### Data supplied

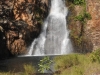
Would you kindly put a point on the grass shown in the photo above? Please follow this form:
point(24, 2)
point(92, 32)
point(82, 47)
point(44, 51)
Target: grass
point(72, 64)
point(78, 64)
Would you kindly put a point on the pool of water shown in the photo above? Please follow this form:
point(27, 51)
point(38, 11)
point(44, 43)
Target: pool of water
point(16, 64)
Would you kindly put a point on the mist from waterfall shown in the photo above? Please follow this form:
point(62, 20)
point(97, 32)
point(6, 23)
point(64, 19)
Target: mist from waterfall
point(54, 38)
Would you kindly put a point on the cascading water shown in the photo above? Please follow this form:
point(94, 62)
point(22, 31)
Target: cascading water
point(54, 38)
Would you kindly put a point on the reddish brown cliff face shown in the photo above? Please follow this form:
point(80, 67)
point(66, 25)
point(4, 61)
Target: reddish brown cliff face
point(20, 23)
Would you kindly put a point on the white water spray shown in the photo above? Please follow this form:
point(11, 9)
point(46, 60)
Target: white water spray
point(54, 38)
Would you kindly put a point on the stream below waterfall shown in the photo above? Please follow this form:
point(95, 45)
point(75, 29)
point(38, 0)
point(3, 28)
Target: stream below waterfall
point(54, 38)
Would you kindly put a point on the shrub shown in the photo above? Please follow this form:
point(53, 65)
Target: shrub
point(95, 56)
point(62, 62)
point(78, 2)
point(44, 64)
point(29, 69)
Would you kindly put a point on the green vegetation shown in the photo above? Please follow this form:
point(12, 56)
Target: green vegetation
point(78, 64)
point(44, 64)
point(29, 69)
point(83, 17)
point(78, 2)
point(72, 64)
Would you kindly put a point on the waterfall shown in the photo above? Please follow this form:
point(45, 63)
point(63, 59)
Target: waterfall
point(54, 38)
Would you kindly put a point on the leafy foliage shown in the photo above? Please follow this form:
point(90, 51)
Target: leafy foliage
point(83, 17)
point(44, 64)
point(78, 2)
point(95, 56)
point(29, 69)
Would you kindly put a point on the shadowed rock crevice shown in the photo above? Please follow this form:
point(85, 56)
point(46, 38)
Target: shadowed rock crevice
point(20, 23)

######

Problem to solve | Leave the pictures out and reproduce all of the records exactly.

Exercise answer |
Would you kindly put a point on the grass shown in the photo above? Please follow this form:
point(24, 2)
point(92, 32)
point(82, 47)
point(44, 51)
Target: grass
point(72, 64)
point(78, 64)
Would you kindly put a point on the pool of water shown in the photo above? Please follow this form:
point(27, 51)
point(38, 11)
point(44, 43)
Target: pool of water
point(16, 64)
Would you kindly put a point on the mist from waterfall shown in the photo above? Please follow this form:
point(62, 20)
point(97, 32)
point(6, 23)
point(64, 19)
Target: mist from waterfall
point(54, 38)
Would you kindly put a point on the cascading water shown in the photo above? Please follow this form:
point(94, 62)
point(22, 31)
Target: cascading water
point(54, 38)
Would you kindly put a point on the reddish brown cliff face shown in the photo above? Please follow this form:
point(80, 67)
point(66, 25)
point(4, 61)
Target: reddish brown cliff face
point(20, 23)
Would you kindly put a point on the white water spray shown in the photo above? Please follow this form:
point(11, 9)
point(46, 60)
Target: white water spray
point(54, 38)
Would you kindly put a point on the stream below waterfall shown in the photo above? Please follow this form:
point(95, 45)
point(75, 29)
point(38, 0)
point(3, 28)
Target: stream below waterfall
point(54, 38)
Would you kindly put a point on the shrub shown in the photo above? Please follow this form:
point(53, 65)
Target: shrub
point(95, 56)
point(62, 62)
point(78, 2)
point(44, 64)
point(29, 69)
Would you kindly put a point on the green vegetation shown in the photo above? Please follow this form:
point(12, 56)
Target: green vegetation
point(78, 64)
point(44, 64)
point(29, 69)
point(83, 17)
point(78, 2)
point(72, 64)
Would you kindly put a point on the waterfall shown in the photo above? Please follow this form:
point(45, 63)
point(63, 59)
Target: waterfall
point(54, 38)
Would you kindly put a point on the leafy foliage shown in the photo above? Please follow this form:
point(90, 51)
Target: leafy foliage
point(83, 17)
point(44, 64)
point(78, 2)
point(95, 56)
point(29, 69)
Would you kindly put a point on the shadowed rock crevice shown in the photo above? Please follow this form:
point(85, 56)
point(46, 38)
Target: shadowed rock crevice
point(20, 23)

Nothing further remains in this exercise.